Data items
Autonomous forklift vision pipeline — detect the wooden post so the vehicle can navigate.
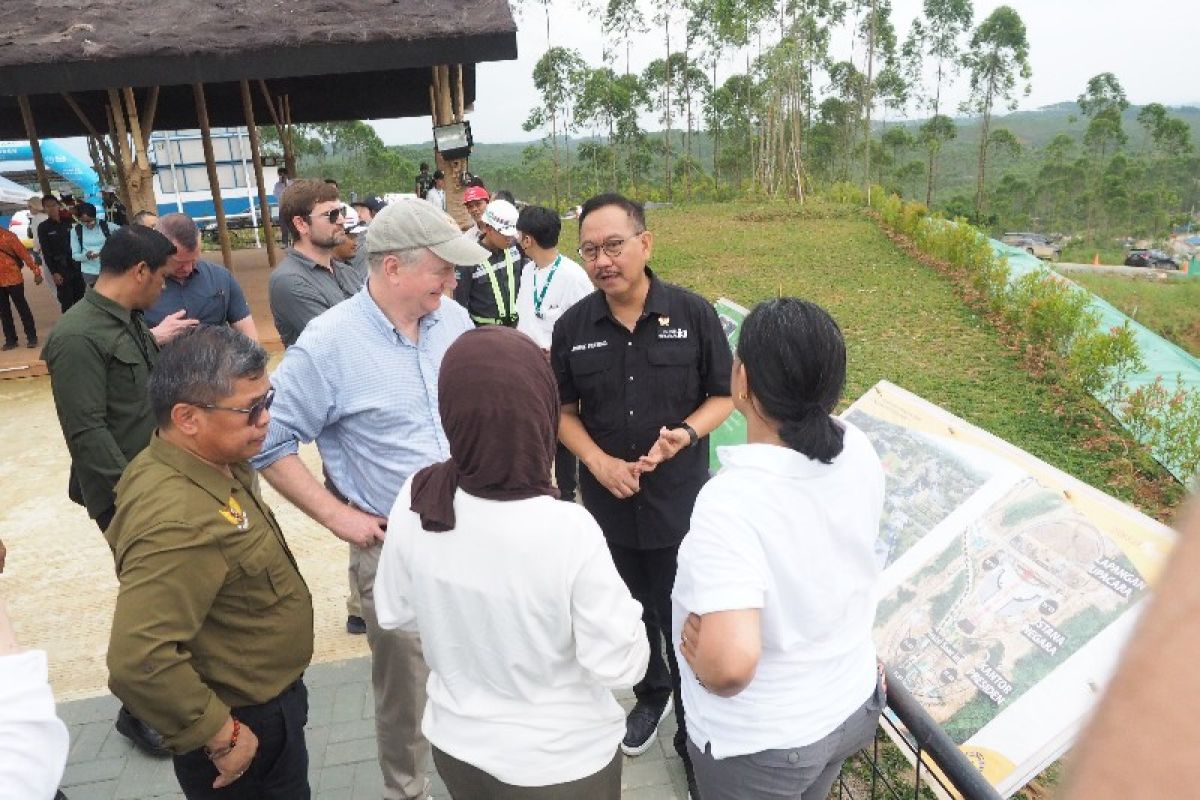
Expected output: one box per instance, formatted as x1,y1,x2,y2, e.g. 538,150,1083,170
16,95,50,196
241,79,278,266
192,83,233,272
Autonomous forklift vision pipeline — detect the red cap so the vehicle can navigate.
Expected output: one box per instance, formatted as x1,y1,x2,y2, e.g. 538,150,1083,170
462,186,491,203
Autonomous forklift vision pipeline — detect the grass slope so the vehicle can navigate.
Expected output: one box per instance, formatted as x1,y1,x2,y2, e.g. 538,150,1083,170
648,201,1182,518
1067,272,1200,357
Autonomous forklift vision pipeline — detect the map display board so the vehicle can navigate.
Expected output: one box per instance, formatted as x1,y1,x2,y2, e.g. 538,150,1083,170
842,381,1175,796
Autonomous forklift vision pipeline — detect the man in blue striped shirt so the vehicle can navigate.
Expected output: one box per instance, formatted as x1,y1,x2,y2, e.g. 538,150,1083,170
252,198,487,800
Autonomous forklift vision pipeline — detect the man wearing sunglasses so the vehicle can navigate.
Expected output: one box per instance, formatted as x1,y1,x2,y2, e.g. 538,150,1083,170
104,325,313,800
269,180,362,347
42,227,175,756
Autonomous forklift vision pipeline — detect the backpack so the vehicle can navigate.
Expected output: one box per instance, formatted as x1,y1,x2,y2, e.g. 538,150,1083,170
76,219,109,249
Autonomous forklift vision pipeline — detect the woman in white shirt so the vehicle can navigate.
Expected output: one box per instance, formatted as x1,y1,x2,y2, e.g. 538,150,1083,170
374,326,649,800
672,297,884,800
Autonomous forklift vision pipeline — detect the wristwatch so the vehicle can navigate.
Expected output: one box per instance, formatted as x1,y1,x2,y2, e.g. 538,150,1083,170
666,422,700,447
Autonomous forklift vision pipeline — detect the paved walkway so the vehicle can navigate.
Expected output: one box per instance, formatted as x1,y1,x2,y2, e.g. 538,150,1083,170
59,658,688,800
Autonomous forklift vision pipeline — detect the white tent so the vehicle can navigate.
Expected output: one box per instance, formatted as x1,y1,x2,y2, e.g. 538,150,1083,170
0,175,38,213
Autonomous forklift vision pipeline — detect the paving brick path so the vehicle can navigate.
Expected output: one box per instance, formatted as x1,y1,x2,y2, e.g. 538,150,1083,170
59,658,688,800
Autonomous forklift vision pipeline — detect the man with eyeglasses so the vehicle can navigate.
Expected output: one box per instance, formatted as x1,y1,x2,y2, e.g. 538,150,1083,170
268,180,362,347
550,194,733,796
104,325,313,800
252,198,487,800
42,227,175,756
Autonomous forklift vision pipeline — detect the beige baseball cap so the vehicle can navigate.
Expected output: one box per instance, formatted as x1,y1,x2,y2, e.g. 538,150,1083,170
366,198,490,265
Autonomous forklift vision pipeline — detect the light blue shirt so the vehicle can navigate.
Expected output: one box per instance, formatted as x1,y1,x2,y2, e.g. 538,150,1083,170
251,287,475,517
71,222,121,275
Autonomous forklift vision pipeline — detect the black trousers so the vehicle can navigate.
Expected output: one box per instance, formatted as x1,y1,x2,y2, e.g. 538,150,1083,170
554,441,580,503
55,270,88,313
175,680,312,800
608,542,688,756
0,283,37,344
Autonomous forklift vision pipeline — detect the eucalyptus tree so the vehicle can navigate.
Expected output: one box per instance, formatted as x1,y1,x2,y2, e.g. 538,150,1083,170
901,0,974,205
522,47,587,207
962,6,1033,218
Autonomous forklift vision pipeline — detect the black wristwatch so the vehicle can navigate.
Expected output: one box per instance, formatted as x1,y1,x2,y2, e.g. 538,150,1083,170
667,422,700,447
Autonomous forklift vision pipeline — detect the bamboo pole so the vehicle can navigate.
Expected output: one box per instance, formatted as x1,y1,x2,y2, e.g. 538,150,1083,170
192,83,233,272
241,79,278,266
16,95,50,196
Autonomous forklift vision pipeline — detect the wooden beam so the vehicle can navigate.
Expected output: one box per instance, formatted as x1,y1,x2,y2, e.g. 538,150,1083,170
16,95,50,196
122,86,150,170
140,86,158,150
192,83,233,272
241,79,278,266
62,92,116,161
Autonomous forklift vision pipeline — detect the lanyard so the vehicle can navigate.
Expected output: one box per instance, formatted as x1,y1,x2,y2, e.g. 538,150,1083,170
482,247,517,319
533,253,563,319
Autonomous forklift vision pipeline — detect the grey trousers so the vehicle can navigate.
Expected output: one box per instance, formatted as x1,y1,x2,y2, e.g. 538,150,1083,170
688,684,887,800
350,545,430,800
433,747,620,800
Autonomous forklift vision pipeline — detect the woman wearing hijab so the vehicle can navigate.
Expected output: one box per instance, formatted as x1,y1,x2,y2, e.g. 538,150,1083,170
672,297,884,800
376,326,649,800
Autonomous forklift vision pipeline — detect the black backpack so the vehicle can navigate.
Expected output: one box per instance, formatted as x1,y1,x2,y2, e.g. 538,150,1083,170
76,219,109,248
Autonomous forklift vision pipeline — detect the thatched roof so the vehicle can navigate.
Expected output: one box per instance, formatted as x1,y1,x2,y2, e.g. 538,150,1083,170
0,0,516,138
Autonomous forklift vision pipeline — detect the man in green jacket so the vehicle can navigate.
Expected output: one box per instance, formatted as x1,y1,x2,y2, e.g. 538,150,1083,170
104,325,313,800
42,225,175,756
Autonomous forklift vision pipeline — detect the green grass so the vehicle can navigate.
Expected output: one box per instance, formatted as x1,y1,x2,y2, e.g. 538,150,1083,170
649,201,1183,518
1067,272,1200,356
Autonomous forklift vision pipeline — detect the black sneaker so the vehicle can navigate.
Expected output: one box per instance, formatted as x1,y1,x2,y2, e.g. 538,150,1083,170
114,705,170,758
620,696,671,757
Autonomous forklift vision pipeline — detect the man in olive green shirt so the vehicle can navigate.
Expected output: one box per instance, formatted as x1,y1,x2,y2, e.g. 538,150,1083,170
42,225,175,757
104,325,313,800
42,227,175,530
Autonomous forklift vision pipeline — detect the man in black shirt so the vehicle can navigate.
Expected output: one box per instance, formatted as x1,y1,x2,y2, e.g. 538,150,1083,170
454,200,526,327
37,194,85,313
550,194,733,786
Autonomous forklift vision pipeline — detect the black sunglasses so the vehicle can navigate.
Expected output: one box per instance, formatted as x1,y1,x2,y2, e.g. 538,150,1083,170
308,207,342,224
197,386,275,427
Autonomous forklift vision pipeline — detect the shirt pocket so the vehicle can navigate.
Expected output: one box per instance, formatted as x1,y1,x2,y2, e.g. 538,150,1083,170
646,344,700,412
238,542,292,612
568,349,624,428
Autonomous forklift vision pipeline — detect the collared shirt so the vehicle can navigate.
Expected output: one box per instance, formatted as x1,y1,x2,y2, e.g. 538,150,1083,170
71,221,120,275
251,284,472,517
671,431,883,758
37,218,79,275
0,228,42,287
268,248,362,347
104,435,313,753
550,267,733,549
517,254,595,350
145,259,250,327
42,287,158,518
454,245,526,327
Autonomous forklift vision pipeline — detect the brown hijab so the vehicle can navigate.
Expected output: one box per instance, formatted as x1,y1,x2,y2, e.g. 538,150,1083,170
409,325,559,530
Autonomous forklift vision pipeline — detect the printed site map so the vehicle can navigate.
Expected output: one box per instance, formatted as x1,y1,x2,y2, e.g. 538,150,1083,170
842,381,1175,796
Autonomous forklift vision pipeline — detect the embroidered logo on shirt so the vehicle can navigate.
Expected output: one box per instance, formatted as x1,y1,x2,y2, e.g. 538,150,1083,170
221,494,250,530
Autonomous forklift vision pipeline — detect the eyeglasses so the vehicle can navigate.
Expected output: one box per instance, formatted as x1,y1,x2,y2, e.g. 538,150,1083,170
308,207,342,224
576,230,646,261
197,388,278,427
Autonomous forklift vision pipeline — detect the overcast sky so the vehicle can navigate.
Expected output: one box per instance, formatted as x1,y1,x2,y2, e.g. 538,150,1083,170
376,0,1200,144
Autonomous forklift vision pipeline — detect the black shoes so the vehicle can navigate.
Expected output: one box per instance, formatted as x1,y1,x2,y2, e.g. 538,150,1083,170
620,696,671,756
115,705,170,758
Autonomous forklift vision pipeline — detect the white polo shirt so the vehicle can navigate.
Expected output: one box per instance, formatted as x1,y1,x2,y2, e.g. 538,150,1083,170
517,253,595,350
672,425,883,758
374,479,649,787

Objective – Repeat the lines verbatim, from the line containing "Autonomous forklift vision pipeline — detect the woman wearing" through the line containing "376,326,649,800", with both of those lines included.

Result of this exercise –
Autonomous forklift vision pipeline — detect the woman wearing hijab so the vehicle can navigate.
Expected output: one box per instance, formatted as x1,y1,x2,y2, e.g. 538,150,1083,170
672,297,884,800
376,326,649,800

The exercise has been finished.